From the data below, report how many lines contain the word "pier", giving the number and nothing else.
[Data listing — start]
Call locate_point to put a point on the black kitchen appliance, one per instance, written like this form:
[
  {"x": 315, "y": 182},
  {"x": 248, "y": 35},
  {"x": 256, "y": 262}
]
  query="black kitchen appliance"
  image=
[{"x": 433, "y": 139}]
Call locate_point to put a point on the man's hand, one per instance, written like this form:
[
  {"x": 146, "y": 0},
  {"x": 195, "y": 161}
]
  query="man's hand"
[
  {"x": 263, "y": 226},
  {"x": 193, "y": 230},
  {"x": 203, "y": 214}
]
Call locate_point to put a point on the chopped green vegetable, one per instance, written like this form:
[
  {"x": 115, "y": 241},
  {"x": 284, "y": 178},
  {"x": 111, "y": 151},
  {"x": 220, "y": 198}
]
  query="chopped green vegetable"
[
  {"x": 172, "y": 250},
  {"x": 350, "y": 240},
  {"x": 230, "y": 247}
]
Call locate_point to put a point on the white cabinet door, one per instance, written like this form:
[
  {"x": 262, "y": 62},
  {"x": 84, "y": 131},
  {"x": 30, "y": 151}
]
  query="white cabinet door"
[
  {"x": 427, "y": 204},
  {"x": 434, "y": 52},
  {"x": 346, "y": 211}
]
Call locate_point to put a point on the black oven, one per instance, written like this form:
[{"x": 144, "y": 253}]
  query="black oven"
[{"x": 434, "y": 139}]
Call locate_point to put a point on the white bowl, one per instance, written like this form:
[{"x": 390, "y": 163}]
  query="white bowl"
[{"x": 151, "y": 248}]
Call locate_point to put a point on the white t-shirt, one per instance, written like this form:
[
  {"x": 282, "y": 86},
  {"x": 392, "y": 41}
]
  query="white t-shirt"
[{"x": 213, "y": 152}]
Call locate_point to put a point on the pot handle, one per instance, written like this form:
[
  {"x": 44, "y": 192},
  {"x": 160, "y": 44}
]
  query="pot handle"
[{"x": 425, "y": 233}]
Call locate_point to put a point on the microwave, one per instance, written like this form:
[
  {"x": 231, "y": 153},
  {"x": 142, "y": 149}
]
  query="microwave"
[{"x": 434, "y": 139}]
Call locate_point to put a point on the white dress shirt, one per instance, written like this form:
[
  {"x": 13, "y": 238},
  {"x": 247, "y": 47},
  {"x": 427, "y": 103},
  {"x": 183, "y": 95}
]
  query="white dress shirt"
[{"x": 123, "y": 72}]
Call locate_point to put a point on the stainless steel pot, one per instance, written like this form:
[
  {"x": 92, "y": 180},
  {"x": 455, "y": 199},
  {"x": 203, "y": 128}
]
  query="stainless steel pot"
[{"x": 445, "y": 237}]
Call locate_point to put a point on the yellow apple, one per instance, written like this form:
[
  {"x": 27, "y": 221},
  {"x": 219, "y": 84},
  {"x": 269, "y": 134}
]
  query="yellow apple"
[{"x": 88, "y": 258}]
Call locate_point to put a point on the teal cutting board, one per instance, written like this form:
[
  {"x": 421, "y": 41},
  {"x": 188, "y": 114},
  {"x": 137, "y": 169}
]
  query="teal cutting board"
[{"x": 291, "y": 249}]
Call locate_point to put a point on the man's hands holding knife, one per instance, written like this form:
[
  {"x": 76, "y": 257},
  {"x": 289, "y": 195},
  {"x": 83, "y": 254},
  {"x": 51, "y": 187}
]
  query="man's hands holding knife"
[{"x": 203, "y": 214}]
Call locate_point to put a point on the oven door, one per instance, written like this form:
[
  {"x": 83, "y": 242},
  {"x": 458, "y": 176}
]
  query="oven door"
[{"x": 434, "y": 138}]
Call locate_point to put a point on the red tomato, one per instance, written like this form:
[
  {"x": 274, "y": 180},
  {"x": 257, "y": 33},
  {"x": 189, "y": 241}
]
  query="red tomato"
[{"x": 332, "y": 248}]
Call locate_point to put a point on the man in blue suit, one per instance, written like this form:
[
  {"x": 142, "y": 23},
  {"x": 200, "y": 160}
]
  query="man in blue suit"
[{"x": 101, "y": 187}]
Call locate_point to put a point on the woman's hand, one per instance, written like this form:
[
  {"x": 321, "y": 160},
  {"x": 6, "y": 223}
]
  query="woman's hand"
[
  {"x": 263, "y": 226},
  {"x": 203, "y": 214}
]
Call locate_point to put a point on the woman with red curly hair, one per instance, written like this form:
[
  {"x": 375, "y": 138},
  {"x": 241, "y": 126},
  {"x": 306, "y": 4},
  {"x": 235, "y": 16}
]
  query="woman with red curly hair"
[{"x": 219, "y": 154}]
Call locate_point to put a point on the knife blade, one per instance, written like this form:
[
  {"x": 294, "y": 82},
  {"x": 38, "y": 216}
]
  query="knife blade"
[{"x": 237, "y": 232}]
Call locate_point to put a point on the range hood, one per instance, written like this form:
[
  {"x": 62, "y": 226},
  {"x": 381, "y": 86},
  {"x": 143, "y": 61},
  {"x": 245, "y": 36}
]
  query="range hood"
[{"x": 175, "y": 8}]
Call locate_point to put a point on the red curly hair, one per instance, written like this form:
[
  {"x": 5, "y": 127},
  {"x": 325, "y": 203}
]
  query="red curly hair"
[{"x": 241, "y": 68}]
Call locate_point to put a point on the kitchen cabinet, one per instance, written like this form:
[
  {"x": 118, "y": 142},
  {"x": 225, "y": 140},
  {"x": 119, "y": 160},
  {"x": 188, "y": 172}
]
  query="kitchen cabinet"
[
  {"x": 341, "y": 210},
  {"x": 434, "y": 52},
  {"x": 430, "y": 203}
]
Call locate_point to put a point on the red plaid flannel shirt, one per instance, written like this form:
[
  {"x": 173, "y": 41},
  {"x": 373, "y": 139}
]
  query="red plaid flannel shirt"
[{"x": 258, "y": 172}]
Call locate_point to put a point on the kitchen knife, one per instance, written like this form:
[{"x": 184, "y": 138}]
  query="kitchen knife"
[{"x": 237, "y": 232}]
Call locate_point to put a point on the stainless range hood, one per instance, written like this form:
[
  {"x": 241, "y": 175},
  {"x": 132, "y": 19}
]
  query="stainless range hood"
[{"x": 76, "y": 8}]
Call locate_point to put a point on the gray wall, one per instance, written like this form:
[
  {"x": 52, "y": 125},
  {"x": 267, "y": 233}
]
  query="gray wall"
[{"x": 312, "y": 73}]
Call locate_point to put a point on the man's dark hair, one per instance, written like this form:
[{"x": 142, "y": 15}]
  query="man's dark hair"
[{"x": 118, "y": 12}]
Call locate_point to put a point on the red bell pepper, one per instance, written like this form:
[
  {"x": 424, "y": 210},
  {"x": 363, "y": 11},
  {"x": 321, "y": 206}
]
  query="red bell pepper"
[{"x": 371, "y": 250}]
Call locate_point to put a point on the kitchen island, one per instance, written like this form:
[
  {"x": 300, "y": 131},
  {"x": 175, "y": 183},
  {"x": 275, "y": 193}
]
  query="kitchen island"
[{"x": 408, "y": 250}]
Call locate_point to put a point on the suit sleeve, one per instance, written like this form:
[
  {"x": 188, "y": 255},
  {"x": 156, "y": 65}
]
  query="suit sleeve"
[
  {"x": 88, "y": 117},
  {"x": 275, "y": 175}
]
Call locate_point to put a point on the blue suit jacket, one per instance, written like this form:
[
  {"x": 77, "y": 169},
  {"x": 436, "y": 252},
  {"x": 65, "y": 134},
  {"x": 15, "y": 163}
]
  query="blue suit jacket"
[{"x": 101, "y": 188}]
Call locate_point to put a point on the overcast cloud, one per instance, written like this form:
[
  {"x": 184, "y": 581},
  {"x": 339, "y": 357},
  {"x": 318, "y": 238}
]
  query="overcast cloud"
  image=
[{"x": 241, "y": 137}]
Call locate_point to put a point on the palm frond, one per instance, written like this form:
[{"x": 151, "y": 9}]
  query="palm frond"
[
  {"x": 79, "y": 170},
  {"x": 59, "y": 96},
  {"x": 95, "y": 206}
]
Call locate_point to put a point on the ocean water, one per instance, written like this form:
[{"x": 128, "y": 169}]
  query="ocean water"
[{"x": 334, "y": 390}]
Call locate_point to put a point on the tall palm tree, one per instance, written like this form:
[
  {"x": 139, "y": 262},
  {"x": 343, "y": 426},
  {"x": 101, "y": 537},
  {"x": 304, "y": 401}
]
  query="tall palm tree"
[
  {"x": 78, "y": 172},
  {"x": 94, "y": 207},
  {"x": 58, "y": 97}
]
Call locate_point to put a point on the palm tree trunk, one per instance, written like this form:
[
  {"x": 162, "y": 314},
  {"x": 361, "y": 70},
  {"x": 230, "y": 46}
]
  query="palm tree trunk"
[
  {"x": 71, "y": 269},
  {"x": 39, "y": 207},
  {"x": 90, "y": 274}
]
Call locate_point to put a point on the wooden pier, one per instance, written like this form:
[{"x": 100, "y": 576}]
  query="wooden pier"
[Data listing — finish]
### Task response
2